■ **What the task requires**
Your answer should be the line containing "Place a marker on the locomotive smokebox" and each line after it through the end of the data below, repeated exactly.

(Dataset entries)
_ _ _ _ _

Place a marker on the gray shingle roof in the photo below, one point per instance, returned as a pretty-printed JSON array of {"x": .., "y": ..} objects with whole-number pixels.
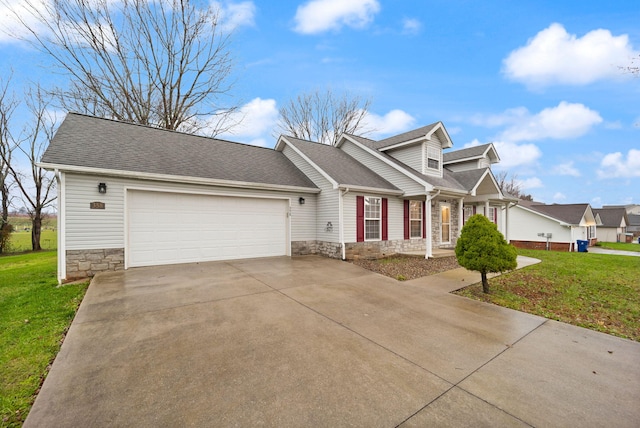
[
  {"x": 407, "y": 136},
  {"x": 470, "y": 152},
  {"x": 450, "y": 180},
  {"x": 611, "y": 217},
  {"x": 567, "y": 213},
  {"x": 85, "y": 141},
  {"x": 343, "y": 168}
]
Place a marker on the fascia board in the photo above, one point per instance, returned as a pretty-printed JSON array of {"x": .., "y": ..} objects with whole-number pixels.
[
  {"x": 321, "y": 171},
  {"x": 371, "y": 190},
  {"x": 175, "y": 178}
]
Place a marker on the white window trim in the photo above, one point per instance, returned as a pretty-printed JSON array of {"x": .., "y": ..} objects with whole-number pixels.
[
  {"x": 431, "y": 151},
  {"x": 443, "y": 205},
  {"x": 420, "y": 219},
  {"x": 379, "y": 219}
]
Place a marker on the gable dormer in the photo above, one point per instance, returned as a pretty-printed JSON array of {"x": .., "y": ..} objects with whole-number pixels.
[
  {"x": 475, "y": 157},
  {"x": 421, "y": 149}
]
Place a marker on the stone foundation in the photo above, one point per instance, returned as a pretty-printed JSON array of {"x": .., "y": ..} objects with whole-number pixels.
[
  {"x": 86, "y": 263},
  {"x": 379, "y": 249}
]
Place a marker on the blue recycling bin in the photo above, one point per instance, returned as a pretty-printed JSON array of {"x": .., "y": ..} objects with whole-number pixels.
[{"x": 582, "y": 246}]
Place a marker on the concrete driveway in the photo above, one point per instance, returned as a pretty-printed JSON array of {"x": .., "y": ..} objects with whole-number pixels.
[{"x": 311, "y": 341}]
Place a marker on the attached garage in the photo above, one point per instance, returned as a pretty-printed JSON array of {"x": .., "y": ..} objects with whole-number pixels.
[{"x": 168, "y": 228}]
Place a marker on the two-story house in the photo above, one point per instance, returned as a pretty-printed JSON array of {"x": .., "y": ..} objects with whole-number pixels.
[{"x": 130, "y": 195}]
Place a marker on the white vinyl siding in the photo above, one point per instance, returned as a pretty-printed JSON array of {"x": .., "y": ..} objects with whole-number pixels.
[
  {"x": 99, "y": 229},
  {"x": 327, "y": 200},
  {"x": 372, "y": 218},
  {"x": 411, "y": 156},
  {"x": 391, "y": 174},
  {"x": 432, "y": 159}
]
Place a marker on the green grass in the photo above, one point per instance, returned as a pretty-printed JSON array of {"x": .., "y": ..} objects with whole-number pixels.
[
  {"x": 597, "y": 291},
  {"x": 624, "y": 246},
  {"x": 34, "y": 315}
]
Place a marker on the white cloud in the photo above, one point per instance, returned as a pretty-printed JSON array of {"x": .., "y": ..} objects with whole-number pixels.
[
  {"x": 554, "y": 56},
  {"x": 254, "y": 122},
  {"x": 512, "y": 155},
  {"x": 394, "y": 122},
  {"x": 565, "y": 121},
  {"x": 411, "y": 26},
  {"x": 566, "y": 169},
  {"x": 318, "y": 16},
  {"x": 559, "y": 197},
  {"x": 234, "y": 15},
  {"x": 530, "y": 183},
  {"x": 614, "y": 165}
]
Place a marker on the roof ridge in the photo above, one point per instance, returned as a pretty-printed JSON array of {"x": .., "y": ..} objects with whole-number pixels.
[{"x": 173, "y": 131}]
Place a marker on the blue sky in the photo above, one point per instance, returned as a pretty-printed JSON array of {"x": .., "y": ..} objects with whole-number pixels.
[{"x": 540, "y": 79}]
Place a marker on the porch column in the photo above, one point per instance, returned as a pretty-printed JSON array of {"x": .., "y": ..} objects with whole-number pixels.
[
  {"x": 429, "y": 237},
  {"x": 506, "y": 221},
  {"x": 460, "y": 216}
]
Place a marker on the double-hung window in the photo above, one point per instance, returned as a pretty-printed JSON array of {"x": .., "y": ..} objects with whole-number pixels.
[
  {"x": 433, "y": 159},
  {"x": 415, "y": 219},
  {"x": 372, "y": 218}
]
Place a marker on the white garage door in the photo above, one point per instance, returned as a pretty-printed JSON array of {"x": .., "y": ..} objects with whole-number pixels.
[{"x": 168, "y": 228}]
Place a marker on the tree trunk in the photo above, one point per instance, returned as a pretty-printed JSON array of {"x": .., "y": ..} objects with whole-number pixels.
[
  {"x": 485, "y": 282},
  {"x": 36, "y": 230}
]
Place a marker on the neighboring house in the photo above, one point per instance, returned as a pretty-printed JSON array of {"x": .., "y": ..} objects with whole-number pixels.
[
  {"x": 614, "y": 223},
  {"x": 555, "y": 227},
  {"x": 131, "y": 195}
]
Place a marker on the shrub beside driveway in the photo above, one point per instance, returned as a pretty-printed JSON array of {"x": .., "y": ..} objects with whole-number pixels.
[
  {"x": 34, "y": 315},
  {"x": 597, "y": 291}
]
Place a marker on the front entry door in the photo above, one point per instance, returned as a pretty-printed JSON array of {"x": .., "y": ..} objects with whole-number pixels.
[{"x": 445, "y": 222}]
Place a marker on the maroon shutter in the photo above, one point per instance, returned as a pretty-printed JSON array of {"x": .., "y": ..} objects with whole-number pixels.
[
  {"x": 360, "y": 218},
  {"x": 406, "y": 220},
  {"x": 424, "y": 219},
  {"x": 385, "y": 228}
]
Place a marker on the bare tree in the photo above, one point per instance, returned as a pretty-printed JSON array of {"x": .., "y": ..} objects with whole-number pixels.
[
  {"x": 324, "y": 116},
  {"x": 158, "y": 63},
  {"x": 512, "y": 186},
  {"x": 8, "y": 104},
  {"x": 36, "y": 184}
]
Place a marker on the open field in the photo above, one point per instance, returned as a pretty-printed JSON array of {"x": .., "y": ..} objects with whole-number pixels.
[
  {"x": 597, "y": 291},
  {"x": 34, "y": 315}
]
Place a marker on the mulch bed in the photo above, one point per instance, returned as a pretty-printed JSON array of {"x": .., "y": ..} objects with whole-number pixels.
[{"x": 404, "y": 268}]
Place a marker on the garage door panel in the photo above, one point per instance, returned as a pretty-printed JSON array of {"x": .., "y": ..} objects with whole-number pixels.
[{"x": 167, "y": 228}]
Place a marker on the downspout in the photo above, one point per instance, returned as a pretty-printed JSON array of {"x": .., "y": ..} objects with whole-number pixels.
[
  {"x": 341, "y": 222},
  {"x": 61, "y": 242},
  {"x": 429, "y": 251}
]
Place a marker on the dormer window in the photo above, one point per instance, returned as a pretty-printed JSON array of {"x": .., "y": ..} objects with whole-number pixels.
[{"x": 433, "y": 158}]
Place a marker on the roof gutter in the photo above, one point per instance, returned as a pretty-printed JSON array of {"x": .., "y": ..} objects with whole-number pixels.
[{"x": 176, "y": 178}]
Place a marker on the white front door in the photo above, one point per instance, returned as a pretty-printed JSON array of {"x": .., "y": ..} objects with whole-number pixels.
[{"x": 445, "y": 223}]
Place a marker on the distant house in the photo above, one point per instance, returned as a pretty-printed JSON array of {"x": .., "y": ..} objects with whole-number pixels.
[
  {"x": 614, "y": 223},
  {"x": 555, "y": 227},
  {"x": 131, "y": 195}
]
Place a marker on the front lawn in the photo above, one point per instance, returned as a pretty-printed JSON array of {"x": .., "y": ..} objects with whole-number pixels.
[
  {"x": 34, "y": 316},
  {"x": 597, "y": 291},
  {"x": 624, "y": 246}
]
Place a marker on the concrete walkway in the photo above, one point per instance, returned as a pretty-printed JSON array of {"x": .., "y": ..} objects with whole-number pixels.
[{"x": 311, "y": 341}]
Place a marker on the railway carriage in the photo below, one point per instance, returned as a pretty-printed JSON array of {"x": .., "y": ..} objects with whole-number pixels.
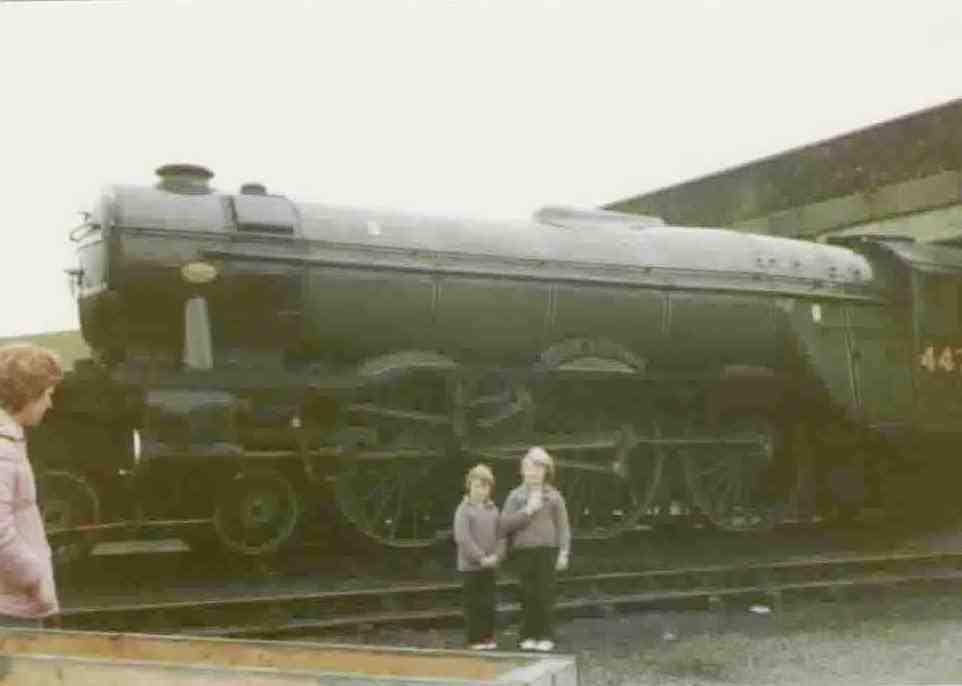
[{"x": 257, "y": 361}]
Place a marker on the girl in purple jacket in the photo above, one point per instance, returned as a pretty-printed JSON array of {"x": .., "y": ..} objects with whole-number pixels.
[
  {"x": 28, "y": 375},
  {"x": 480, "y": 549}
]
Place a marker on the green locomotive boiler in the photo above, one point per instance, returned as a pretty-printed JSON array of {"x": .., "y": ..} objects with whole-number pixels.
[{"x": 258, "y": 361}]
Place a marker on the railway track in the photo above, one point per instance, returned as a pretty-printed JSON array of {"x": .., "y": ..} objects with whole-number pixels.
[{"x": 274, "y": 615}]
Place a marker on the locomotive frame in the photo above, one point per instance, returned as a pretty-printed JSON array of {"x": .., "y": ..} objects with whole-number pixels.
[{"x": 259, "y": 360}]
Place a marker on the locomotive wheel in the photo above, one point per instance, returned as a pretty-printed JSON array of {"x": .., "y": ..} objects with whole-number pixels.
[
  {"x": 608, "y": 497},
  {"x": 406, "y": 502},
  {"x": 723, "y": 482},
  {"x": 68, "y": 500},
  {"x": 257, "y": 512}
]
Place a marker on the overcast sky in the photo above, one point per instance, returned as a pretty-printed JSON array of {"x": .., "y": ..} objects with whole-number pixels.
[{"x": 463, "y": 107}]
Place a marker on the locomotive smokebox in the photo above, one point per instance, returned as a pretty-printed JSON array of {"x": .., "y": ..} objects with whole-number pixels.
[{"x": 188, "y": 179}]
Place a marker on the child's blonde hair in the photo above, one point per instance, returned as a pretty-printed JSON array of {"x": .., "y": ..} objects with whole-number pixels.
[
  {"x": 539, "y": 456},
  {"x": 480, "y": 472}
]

_ _ _ _ _

■ **Output of the exercise**
Place a marker on the locomotive smokebox in the photo above, one point per instance, returned as a pretty-printed JSON array of {"x": .., "y": ..} objects with whole-number pixels.
[{"x": 188, "y": 179}]
Place a marker on the child's blonde hair in the photo above, one point per instance, returned as a pretty-printed JSON array of {"x": .., "y": ..} objects with whole-number pixels.
[
  {"x": 539, "y": 456},
  {"x": 480, "y": 472}
]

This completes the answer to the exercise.